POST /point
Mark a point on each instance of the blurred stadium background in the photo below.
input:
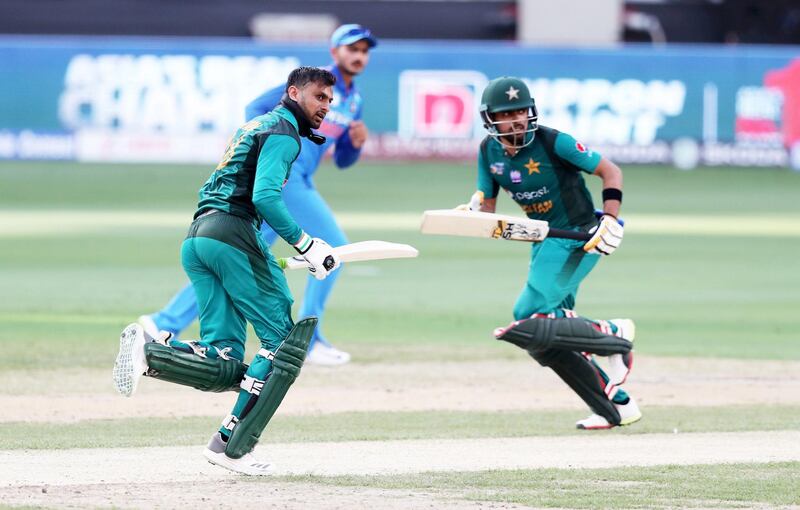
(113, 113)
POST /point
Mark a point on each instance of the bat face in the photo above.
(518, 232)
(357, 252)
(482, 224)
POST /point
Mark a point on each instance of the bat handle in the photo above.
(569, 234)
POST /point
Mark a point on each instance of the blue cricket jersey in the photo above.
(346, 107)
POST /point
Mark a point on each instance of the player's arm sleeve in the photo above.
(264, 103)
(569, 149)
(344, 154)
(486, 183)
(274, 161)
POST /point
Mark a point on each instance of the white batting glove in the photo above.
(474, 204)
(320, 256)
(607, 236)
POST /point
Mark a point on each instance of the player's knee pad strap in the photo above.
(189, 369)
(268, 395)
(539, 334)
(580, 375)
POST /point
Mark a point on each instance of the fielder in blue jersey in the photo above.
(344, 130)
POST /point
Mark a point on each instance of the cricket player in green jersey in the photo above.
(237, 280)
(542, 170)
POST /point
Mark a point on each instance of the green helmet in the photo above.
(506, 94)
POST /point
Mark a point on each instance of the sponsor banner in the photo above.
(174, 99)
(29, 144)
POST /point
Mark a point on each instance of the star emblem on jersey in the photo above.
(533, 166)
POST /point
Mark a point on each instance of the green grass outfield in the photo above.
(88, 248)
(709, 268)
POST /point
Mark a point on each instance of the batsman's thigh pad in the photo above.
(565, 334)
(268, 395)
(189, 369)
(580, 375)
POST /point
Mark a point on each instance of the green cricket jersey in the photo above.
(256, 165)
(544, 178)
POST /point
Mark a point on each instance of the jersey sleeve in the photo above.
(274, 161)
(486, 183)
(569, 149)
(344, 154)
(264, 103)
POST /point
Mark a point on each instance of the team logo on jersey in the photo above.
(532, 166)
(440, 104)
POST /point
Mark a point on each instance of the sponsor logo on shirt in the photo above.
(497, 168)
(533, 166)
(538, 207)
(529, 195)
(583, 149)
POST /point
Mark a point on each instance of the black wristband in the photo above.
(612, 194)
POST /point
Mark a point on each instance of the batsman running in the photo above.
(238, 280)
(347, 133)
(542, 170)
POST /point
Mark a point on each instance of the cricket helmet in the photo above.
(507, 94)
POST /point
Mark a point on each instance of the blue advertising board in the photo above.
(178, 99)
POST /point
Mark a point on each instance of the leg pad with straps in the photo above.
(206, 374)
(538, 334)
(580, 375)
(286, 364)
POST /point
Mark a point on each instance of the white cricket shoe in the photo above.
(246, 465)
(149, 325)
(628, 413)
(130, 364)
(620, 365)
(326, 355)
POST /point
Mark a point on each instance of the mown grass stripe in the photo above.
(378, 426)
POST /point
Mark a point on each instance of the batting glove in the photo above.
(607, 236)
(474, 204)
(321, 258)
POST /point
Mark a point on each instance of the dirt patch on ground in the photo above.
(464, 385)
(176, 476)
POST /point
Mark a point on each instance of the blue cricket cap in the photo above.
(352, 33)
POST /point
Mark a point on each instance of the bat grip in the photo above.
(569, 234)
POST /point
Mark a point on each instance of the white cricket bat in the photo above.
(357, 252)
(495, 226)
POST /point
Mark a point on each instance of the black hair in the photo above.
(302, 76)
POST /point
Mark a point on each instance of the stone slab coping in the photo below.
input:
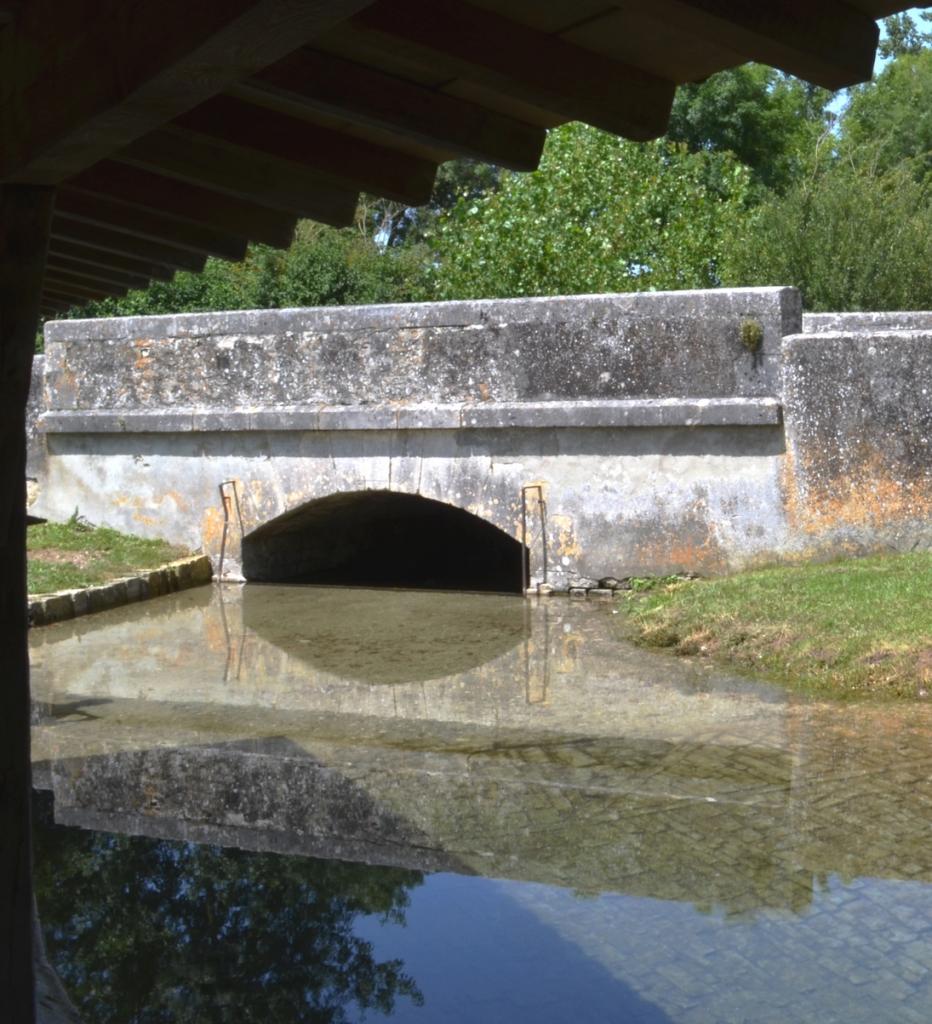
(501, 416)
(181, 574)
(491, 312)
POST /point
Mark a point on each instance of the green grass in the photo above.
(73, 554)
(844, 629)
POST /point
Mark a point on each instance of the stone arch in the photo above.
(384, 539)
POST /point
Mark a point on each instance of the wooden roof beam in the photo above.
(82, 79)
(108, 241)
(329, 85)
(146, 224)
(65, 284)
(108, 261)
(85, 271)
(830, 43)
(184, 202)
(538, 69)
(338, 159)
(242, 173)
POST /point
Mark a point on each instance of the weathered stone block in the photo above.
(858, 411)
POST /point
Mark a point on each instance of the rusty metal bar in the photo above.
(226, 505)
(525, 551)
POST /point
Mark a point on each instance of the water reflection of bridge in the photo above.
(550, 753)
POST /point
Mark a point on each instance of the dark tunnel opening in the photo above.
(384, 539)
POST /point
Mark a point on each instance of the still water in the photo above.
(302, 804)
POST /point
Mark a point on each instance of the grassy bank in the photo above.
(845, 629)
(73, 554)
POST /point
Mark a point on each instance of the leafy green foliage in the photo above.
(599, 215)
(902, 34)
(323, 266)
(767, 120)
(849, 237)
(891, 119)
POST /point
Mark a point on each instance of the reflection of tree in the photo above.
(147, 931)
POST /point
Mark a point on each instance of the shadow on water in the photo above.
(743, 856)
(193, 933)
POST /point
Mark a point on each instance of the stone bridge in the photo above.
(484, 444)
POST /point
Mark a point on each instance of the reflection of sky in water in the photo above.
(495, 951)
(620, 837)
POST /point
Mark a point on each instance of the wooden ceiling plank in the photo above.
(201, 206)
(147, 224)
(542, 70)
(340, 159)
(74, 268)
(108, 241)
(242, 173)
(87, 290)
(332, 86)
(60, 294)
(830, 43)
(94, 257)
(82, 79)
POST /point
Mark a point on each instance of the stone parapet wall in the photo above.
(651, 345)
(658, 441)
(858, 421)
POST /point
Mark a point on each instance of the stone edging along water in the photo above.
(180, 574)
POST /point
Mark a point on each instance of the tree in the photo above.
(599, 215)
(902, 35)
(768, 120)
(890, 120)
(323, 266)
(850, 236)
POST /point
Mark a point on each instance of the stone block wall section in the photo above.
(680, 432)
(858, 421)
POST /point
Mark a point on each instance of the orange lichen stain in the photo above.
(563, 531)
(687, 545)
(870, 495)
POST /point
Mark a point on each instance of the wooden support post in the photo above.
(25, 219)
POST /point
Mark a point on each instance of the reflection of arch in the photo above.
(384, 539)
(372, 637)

•••••

▸ **Description of the task**: Write out all the entries word for word, but skip any images.

▸ **Output**:
POST /point
Mark a point on each instance of the blurred stadium background in the photo below.
input:
(113, 113)
POST /point
Mark a point on each instance of the bat face in the photo above.
(518, 232)
(357, 252)
(482, 224)
POST /point
Mark a point on each instance of the bat handle in the photo above.
(569, 234)
POST /point
Mark a point on each instance of the blue cricket jersey in the photo above.
(346, 107)
POST /point
Mark a point on each instance of the player's arm sleeve in the photo above.
(264, 103)
(569, 149)
(344, 154)
(486, 183)
(274, 161)
POST /point
Mark a point on each instance of the white batting glove in the photo above.
(474, 204)
(320, 256)
(607, 236)
POST /point
Mark a point on each instance of the player's knee pad strap in the photo above.
(189, 369)
(268, 395)
(539, 334)
(580, 375)
POST /point
Mark a point on each instance of the fielder in blue jersey in the photo above.
(344, 130)
POST /point
Mark a point on each instance of the cricket player in green jersey in the photo above.
(237, 280)
(542, 170)
POST /point
Mark a point on each instance of the green helmet in the photo above.
(506, 94)
POST /point
Mark a point on each instance of the sponsor banner in the photo above.
(174, 99)
(29, 144)
POST /point
Mark a point on each instance of the star emblem on jersey in the photo above.
(533, 166)
POST /point
Mark a point on each instance of the green grass outfield in the photo above.
(88, 248)
(709, 268)
POST /point
Mark a point on each instance of the batsman's thigh pad in the photo above.
(565, 334)
(268, 395)
(189, 369)
(580, 375)
POST /point
Mark a point on each instance of the green cricket jersey in the photo above.
(256, 165)
(544, 178)
POST /point
Mark a point on each instance of the jersey sleeve in the photo above.
(274, 161)
(486, 183)
(569, 149)
(344, 154)
(264, 103)
POST /point
Mark a point on each instance of the team logo on jersey in the photo above.
(532, 166)
(440, 104)
POST /point
Mark a point on each instance of the sponsor logo on shirt in the photo above.
(497, 168)
(533, 166)
(538, 207)
(529, 195)
(583, 149)
POST /point
Mark a point on each instance of the black wristband in the photo above.
(612, 194)
POST /point
Mark a point on each instance of the batsman running in the photo above.
(238, 280)
(347, 133)
(542, 170)
POST /point
Mark a point on each instance of the cricket helmet in the photo above.
(507, 94)
POST /point
Mark a point on each instance of the blue advertising board in the photo above.
(178, 99)
POST /point
Mark a point on each instance of the leg pad with straps in the photo above.
(206, 374)
(538, 334)
(580, 375)
(286, 364)
POST /point
Mark a point on each instance of the white cricket shoe in the photo above.
(246, 465)
(149, 325)
(628, 413)
(130, 364)
(620, 365)
(326, 355)
POST /point
Mark a point on each instance of the mown grass stripe in the photo above.
(378, 426)
POST /point
Mark a point on each instance of the batting glove in the photo above.
(607, 236)
(474, 204)
(321, 258)
POST /point
Mark a point on each instance of the dirt patch on ground in the photo above.
(464, 385)
(176, 476)
POST /point
Mark a point on each instance of the blue cricket cap in the photo above.
(352, 33)
POST /point
Mark a point on each instance of the bat grip in the photo above.
(569, 234)
POST /point
Mark a point on each instance of the white cricket bat in the photo above.
(357, 252)
(495, 226)
POST /point
Mark a point on each instance of the black hair in the photo above.
(302, 76)
POST /point
Mark a point on each instance of the stone slab coping in the photo below.
input:
(501, 416)
(181, 574)
(491, 312)
POST /point
Mark a point on each instance of the green grass in the photo above.
(73, 554)
(844, 629)
POST /point
Mark a point on each instance of the stone arch in the photo above.
(384, 539)
POST /point
Mark a point on each instance of the wooden roof beam in the photo above.
(82, 79)
(108, 241)
(329, 85)
(146, 224)
(65, 284)
(108, 261)
(85, 271)
(830, 43)
(184, 202)
(538, 69)
(338, 159)
(242, 173)
POST /point
Mark a point on each instance of the weathered stone block in the photo above.
(858, 411)
POST /point
Mark a point on each instance of the rusty metal bar in the photo above.
(226, 505)
(525, 551)
POST /point
Mark a point on each instance of the water reflection of bridge in the photo above.
(550, 753)
POST /point
Mark a point on each instance of the dark tunnel opening in the photo above.
(384, 539)
POST /point
Mark a point on each instance of the still water in the photo above.
(302, 804)
POST /point
Mark a point on each instance of the grassy bank in the photo above.
(845, 629)
(73, 554)
POST /point
Mark a point on each instance of the leafy green foliage in the photo above.
(599, 215)
(902, 34)
(323, 266)
(767, 120)
(849, 237)
(891, 119)
POST /point
Mark a point on each instance of the reflection of tree in the photo above.
(147, 931)
POST /point
Mark a point on each instance of the shadow on water in the photo above.
(743, 856)
(193, 933)
POST /point
Mark a point on each instance of the stone bridge in the photo above.
(484, 444)
POST /point
Mark a point on each instance of the reflection of sky in water in the photo above.
(495, 951)
(620, 837)
POST /point
Mark a point on each instance of the wooden ceiling plank in the photo above.
(201, 206)
(147, 224)
(542, 70)
(340, 159)
(74, 268)
(108, 241)
(242, 173)
(87, 290)
(332, 86)
(60, 294)
(830, 43)
(94, 257)
(82, 79)
POST /point
Mark a point on each instance of the stone parapet wall in the photo above.
(651, 345)
(658, 441)
(858, 421)
POST /point
Mark a point on each instance of the stone edging along water in the photo above.
(180, 574)
POST /point
Mark a point on each instance of the tree in the photo above.
(599, 215)
(902, 35)
(768, 120)
(890, 120)
(323, 266)
(850, 236)
POST /point
Mark a point on each instance of the stone block wall section in the photo above.
(680, 432)
(858, 421)
POST /point
Mark a point on each instance of the orange lichen stain in the photo above.
(563, 531)
(687, 545)
(870, 495)
POST /point
Mark a point on each instance of the wooden support post in the photo above.
(25, 219)
POST /point
Mark a point on each instance of the reflection of arch in the photo above.
(384, 539)
(372, 637)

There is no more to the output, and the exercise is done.